• OBJECTIVE: Keep only the lines of the rows below that contain the string "beard", copying each one in full. Matching is case-sensitive.

++++++++

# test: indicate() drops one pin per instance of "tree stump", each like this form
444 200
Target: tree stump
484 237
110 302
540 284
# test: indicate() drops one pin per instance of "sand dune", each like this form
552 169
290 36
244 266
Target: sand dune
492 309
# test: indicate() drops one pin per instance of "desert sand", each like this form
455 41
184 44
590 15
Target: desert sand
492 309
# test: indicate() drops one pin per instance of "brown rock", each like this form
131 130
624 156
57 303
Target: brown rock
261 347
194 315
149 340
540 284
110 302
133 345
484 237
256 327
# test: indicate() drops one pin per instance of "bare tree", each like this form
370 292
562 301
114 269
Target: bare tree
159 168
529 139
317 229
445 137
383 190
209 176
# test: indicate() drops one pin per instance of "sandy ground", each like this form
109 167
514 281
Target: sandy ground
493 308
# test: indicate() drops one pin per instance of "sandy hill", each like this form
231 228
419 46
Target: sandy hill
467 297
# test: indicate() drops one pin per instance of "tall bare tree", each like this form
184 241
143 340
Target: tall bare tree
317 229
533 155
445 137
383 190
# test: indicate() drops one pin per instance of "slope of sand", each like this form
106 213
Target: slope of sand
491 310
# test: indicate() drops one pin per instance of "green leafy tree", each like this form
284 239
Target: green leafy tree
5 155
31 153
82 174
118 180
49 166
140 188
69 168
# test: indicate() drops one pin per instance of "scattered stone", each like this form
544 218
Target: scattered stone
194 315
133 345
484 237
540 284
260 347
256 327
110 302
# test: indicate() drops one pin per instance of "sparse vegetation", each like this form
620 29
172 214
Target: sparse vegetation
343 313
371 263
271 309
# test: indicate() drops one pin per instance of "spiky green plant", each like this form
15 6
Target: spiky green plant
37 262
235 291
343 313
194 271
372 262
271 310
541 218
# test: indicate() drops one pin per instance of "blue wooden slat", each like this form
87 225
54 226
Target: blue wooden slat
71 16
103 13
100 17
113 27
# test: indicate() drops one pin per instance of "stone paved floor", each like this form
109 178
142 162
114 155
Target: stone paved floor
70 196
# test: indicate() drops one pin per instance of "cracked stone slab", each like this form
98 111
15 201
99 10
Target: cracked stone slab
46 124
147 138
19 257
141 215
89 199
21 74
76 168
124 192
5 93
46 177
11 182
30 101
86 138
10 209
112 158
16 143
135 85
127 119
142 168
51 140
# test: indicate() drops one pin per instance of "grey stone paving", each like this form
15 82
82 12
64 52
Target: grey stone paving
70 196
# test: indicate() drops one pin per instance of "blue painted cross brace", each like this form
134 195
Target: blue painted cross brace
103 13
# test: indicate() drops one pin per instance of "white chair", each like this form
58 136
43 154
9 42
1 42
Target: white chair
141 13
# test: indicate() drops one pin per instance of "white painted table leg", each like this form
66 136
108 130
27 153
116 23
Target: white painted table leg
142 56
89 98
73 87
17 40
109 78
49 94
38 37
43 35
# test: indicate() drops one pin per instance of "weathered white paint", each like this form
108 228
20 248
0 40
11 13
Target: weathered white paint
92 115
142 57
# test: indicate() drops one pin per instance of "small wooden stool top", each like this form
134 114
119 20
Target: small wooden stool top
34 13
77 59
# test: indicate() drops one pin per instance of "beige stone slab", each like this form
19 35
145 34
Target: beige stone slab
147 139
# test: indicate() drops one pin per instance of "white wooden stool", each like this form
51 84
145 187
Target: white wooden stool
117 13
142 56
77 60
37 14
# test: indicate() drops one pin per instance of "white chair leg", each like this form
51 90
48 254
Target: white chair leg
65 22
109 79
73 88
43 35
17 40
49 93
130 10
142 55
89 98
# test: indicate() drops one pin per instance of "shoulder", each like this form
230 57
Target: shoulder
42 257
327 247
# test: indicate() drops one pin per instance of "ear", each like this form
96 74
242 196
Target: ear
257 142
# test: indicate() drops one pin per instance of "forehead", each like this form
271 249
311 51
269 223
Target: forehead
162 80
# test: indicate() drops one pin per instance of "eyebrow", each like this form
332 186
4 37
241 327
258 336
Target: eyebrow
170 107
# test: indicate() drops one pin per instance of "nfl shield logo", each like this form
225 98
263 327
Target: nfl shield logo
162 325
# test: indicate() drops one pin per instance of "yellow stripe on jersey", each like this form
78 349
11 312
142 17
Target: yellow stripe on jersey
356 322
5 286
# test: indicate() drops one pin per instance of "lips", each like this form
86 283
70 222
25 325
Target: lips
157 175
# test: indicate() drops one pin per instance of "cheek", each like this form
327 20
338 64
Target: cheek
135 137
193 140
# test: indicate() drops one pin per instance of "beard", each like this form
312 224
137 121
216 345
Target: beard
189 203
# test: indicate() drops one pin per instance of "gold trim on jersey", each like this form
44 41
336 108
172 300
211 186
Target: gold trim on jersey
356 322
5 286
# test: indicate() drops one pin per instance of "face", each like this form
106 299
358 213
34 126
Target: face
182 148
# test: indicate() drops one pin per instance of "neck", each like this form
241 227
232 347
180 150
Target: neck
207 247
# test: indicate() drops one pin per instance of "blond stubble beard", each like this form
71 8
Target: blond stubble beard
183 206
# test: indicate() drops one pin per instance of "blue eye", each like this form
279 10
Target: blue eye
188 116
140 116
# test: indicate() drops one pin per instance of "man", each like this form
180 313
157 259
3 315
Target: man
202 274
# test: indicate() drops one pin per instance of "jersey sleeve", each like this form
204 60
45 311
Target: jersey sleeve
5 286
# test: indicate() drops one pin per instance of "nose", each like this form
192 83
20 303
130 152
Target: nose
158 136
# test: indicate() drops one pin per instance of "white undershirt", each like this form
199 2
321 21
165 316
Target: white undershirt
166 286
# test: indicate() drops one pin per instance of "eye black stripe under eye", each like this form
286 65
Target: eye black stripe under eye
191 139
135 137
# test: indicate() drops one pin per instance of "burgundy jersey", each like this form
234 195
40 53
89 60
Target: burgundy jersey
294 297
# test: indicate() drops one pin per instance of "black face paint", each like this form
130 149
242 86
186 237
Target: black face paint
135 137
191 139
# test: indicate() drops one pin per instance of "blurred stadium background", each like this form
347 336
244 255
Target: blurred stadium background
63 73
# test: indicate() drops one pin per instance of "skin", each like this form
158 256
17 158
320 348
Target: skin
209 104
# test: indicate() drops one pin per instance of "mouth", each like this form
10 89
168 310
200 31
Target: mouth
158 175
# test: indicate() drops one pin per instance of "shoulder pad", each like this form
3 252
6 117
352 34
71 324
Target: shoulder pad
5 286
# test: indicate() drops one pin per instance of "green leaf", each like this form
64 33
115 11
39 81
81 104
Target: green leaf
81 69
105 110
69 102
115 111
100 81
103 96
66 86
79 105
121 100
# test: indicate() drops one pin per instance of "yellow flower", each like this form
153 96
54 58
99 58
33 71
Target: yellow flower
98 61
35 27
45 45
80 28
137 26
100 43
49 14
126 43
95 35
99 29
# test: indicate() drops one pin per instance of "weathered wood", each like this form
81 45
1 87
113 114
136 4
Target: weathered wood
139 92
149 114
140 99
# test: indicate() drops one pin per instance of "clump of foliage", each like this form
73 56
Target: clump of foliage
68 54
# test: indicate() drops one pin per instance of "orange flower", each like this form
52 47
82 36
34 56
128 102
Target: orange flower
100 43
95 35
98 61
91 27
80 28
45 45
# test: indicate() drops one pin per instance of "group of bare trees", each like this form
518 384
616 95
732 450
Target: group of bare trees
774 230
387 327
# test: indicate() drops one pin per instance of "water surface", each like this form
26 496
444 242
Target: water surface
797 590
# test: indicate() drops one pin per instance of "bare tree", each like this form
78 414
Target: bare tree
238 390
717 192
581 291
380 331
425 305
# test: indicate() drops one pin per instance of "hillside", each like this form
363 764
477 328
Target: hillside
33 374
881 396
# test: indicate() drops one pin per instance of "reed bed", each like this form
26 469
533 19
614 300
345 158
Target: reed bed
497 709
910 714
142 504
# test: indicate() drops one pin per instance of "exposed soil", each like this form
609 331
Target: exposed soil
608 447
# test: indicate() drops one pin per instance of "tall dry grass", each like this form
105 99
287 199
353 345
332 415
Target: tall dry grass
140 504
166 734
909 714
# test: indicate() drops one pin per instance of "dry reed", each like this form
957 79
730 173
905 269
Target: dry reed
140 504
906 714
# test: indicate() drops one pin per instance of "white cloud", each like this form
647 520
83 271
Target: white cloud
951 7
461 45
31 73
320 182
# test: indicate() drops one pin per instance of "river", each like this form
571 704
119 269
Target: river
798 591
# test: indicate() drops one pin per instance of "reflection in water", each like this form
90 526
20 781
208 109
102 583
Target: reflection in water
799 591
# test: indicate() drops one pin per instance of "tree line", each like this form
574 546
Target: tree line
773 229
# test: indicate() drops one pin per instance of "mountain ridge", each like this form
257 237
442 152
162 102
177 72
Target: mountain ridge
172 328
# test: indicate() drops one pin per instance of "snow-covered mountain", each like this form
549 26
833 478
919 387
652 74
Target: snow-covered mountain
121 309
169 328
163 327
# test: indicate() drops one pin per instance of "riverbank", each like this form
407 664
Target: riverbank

++++++++

• EXERCISE SOLUTION:
# test: indicate() drops one pin per instance of "beard", each like this form
Target: beard
# test: indicate() drops one pin per instance of "blond stubble beard", each like this form
Target: blond stubble beard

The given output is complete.